▶ **AIM OF THE EXERCISE**
From the listing that follows, extract every line and set it down unaltered.

= Beginning of Section =

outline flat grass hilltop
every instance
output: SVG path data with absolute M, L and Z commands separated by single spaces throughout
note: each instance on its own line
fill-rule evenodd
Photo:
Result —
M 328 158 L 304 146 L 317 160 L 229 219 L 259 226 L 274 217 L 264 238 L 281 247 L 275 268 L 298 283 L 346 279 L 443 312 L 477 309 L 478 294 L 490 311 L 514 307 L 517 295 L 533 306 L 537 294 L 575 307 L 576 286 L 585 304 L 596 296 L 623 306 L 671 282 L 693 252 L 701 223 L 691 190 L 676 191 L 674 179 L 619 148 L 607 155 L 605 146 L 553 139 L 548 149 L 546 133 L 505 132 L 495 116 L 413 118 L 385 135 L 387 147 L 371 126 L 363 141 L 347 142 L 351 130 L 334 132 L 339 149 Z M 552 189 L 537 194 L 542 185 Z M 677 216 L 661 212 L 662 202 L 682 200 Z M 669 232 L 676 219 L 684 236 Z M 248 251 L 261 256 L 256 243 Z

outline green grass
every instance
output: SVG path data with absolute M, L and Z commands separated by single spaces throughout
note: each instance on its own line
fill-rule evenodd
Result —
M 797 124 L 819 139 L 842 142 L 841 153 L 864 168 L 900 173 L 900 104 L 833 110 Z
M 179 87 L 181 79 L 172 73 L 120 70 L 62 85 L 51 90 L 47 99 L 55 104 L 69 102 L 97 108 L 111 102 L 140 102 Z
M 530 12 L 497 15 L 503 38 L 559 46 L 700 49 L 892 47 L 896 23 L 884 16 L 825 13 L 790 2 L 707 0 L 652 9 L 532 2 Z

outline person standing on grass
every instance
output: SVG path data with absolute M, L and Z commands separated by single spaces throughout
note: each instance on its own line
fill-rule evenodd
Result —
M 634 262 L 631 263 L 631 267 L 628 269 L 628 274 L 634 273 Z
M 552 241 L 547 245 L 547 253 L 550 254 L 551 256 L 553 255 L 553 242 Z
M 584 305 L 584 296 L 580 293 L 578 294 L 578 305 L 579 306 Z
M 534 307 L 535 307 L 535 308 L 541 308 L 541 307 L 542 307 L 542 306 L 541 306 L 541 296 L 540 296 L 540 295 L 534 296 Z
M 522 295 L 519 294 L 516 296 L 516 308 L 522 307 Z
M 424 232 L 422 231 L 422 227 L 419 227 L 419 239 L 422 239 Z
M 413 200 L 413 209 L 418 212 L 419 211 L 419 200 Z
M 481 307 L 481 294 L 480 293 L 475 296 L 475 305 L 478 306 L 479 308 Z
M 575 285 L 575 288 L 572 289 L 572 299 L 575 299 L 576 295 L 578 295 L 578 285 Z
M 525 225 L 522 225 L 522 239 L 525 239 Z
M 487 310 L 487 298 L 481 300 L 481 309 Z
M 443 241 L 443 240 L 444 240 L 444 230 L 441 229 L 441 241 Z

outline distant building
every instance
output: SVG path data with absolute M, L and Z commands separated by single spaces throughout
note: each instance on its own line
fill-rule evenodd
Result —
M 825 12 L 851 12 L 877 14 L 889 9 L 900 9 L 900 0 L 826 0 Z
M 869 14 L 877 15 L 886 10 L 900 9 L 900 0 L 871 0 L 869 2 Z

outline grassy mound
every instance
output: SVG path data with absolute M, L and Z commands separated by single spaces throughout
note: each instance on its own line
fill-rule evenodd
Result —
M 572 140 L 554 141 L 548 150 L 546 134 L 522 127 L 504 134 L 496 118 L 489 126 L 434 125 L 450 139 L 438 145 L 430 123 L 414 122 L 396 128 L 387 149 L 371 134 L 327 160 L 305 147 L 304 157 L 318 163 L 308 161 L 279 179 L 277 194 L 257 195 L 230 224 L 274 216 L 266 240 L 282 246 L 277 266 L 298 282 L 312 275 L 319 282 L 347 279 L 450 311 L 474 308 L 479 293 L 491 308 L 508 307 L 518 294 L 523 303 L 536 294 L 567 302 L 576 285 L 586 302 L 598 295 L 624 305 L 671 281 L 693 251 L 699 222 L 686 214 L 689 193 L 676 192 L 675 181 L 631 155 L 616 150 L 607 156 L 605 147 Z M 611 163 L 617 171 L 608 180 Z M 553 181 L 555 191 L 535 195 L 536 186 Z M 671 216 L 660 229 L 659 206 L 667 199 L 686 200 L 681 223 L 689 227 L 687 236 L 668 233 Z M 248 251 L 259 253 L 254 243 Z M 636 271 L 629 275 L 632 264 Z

= End of Section =

▶ **ANSWER AREA**
outline flat grass hilltop
every instance
output: SVG path data with absolute M, L and Z commands separated by single spaces throughout
note: each instance on its own line
fill-rule evenodd
Photo:
Result —
M 328 158 L 304 146 L 317 160 L 229 219 L 259 226 L 274 217 L 264 238 L 281 247 L 275 268 L 298 283 L 346 279 L 443 312 L 477 309 L 478 294 L 490 311 L 514 307 L 517 295 L 533 306 L 537 294 L 575 307 L 576 286 L 585 304 L 596 296 L 623 306 L 671 282 L 693 252 L 701 223 L 691 190 L 676 191 L 674 179 L 619 148 L 607 155 L 605 146 L 553 139 L 548 149 L 546 133 L 505 132 L 495 116 L 413 118 L 385 135 L 387 147 L 371 126 L 363 141 L 347 142 L 351 130 L 334 132 L 339 149 Z M 552 189 L 537 194 L 542 185 Z M 677 216 L 661 212 L 662 202 L 682 200 Z M 669 232 L 676 219 L 684 236 Z M 248 251 L 261 256 L 256 243 Z

outline green grass
every instance
output: SVG path data with absolute M, L and Z commands separated by single spaces throughout
note: each instance on its own line
fill-rule evenodd
Result —
M 797 124 L 819 139 L 842 142 L 841 153 L 864 168 L 900 173 L 900 104 L 833 110 Z
M 179 87 L 181 79 L 172 73 L 120 70 L 62 85 L 51 90 L 47 99 L 55 104 L 69 102 L 97 108 L 111 102 L 140 102 Z
M 530 12 L 497 15 L 503 38 L 559 46 L 700 49 L 892 47 L 896 23 L 884 16 L 825 13 L 790 2 L 707 0 L 652 9 L 532 2 Z

outline person standing on grass
every instance
output: SVG path data with absolute M, L and Z commands separated by single spaces throughout
note: each instance on its own line
fill-rule evenodd
Result —
M 634 262 L 631 263 L 631 267 L 628 269 L 628 274 L 634 273 Z
M 552 241 L 547 245 L 547 253 L 550 254 L 551 256 L 553 255 L 553 242 Z
M 584 305 L 584 296 L 580 293 L 578 294 L 578 305 L 579 306 Z
M 534 307 L 535 307 L 535 308 L 541 308 L 541 307 L 542 307 L 542 306 L 541 306 L 541 296 L 540 296 L 540 295 L 534 296 Z
M 522 295 L 519 294 L 516 296 L 516 308 L 522 307 Z
M 424 232 L 422 231 L 422 227 L 419 227 L 419 239 L 422 239 Z
M 413 200 L 413 209 L 418 212 L 419 211 L 419 200 Z
M 481 307 L 481 294 L 480 293 L 475 296 L 475 305 L 478 306 L 479 308 Z
M 575 285 L 575 288 L 572 289 L 572 299 L 575 299 L 576 295 L 578 295 L 578 285 Z
M 525 225 L 522 225 L 522 239 L 525 239 Z
M 487 310 L 487 298 L 481 300 L 481 309 Z
M 443 241 L 443 240 L 444 240 L 444 230 L 441 229 L 441 241 Z

outline distant building
every instance
output: SVG path data with absolute M, L and Z commands separated by single spaces throughout
note: each instance on its own line
fill-rule evenodd
Result —
M 825 12 L 851 12 L 877 14 L 889 9 L 900 9 L 900 0 L 826 0 Z
M 869 14 L 877 15 L 886 10 L 900 9 L 900 0 L 871 0 L 869 2 Z

outline grassy mound
every instance
output: SVG path data with absolute M, L and Z commands separated by single spaces throughout
note: each instance on its own line
fill-rule evenodd
Result —
M 572 140 L 554 141 L 548 150 L 546 134 L 522 127 L 504 134 L 496 118 L 489 126 L 434 125 L 450 139 L 438 145 L 430 123 L 414 122 L 396 128 L 387 149 L 371 134 L 327 160 L 305 147 L 304 157 L 318 163 L 308 161 L 279 179 L 277 194 L 257 195 L 230 224 L 274 216 L 266 240 L 282 246 L 277 266 L 298 282 L 312 275 L 319 282 L 347 279 L 450 311 L 474 308 L 479 293 L 491 308 L 508 307 L 518 294 L 523 303 L 536 294 L 567 302 L 576 285 L 586 302 L 598 295 L 624 305 L 671 281 L 693 251 L 699 222 L 686 214 L 689 193 L 676 192 L 675 181 L 631 155 L 616 150 L 607 156 L 605 147 Z M 611 163 L 617 171 L 608 180 Z M 553 181 L 555 191 L 535 195 L 536 186 Z M 671 216 L 660 229 L 659 206 L 667 199 L 686 200 L 681 223 L 689 227 L 687 236 L 668 233 Z M 248 251 L 259 253 L 254 243 Z M 636 271 L 629 275 L 632 264 Z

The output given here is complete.